▸ Exercise: Could you set down the lines from the first line of the entries below through the line with "Target: cabinet door", exactly and with no pictures?

━━━━━ Raw data ━━━━━

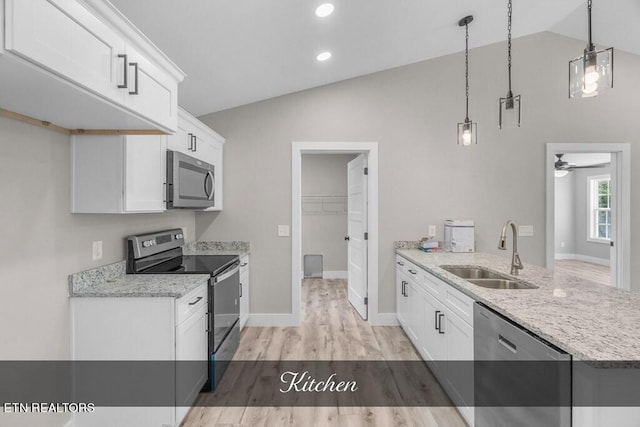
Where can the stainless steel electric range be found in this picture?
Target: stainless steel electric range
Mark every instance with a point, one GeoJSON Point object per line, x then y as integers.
{"type": "Point", "coordinates": [161, 253]}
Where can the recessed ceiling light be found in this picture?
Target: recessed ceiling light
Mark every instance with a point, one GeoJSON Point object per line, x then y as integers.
{"type": "Point", "coordinates": [323, 56]}
{"type": "Point", "coordinates": [324, 10]}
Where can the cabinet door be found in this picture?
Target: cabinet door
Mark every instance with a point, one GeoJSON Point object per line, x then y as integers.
{"type": "Point", "coordinates": [401, 299]}
{"type": "Point", "coordinates": [244, 291]}
{"type": "Point", "coordinates": [433, 341]}
{"type": "Point", "coordinates": [151, 92]}
{"type": "Point", "coordinates": [145, 173]}
{"type": "Point", "coordinates": [415, 312]}
{"type": "Point", "coordinates": [459, 375]}
{"type": "Point", "coordinates": [191, 355]}
{"type": "Point", "coordinates": [64, 37]}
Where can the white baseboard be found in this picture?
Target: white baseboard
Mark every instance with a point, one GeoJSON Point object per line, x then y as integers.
{"type": "Point", "coordinates": [585, 258]}
{"type": "Point", "coordinates": [281, 320]}
{"type": "Point", "coordinates": [384, 319]}
{"type": "Point", "coordinates": [335, 274]}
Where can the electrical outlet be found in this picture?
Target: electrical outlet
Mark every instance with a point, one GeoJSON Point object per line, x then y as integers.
{"type": "Point", "coordinates": [97, 250]}
{"type": "Point", "coordinates": [525, 231]}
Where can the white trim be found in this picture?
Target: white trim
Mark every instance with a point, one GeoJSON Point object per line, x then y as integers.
{"type": "Point", "coordinates": [334, 274]}
{"type": "Point", "coordinates": [386, 319]}
{"type": "Point", "coordinates": [272, 320]}
{"type": "Point", "coordinates": [299, 148]}
{"type": "Point", "coordinates": [585, 258]}
{"type": "Point", "coordinates": [622, 235]}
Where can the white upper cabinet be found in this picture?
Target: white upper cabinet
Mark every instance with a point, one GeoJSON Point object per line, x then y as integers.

━━━━━

▸ Response to the exercise:
Where can the stainless steel electric range be found in this picture?
Target: stainless steel electric range
Mark every instance with a point, one GeoJSON Point object per line, x then y as integers.
{"type": "Point", "coordinates": [161, 253]}
Where can the recessed ceiling light be found in this picture?
Target: recessed ceiling light
Mark every instance with a point, one GeoJSON Point object per line, x then y as integers.
{"type": "Point", "coordinates": [323, 56]}
{"type": "Point", "coordinates": [324, 10]}
Where can the cabinet door be found in this picture?
Target: cabinet door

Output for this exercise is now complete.